◆ **SELECTED EXCERPT**:
--------------------------------------------------

Reason backwards from problem requirements to choose the least expensive window type that gives you the accuracy you need.


Basic Use

Defining a Job

StreamExecutionEnvironment env = StreamExecutionEnvironment.getExecutionEnvironment();

// Source: Kafka
DataStream<ClickEvent> clicks = env
    .addSource(new FlinkKafkaConsumer<>("clicks", new ClickEventSchema(), properties));

// Transformations
DataStream<WindowedClicks> windowedClicks = clicks
    .keyBy(event -> event.getUserId())
    .window(TumblingEventTimeWindows.of(Time.minutes(5)))
    .aggregate(new ClickAggregator());

// Sink: Elasticsearch
windowedClicks
    .addSink(new ElasticsearchSink.Builder<>(elasticsearchConfig).build());

env.execute("Click Processing Job");

Submitting a Job

When you call execute(), Flink:

  1. Generates a JobGraph — optimized execution plan from your DataStream operations
  2. Submits to JobManager — the cluster coordinator
  3. Distributes tasks — JobManager breaks JobGraph into tasks for TaskManagers
  4. Executes — TaskManagers process their portion of the data

Sample Jobs

Basic Dashboard with Redis

DataStream<ClickEvent> clickstream = env
    .addSource(new FlinkKafkaConsumer<>("clicks",
        new JSONDeserializationSchema<>(ClickEvent.class), kafkaProps));

DataStream<PageViewCount> pageViews = clickstream
    .keyBy(click -> click.getPageId())

--------------------------------------------------

◆ **RAW DATA**:
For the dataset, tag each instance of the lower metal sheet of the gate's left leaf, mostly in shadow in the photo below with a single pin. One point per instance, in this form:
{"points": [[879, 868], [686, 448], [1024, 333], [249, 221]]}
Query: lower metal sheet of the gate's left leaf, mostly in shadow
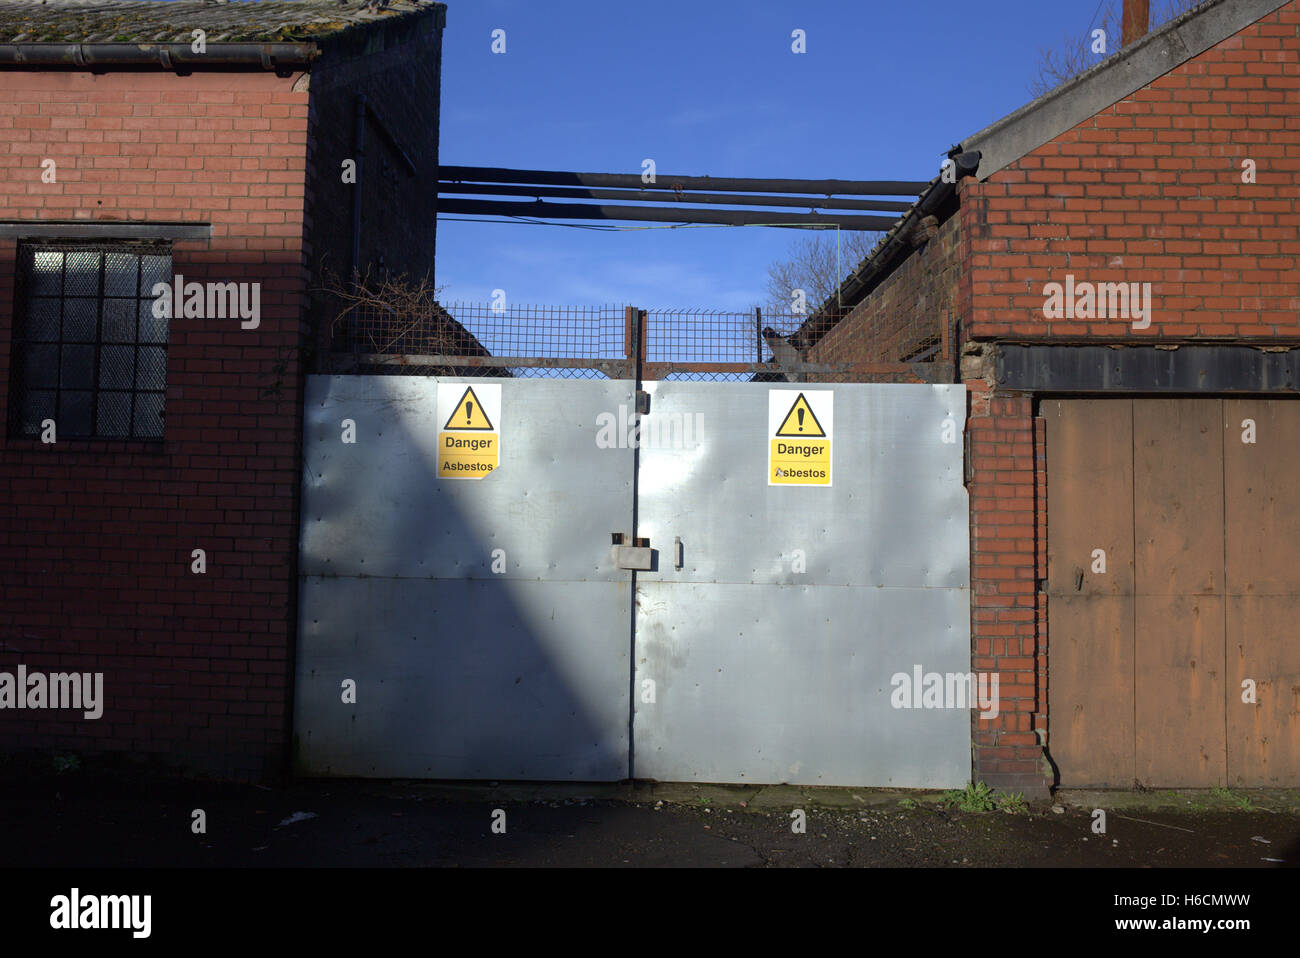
{"points": [[465, 679]]}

--------------------------------------------------

◆ **DESCRIPTION OF THE TASK**:
Answer the following from the Flink job excerpt.
(a) In the code under "Defining a Job," what window length is passed to the tumbling event-time window?
(b) In the steps under "Submitting a Job," what does the JobManager break the JobGraph into, and for which component?
(c) In the code under "Basic Dashboard with Redis," by what value is the clickstream keyed?

◆ **WRITTEN ANSWER**:
(a) Five minutes, written as Time.minutes(5).
(b) Tasks, which go to the TaskManagers.
(c) The page ID, taken from click.getPageId().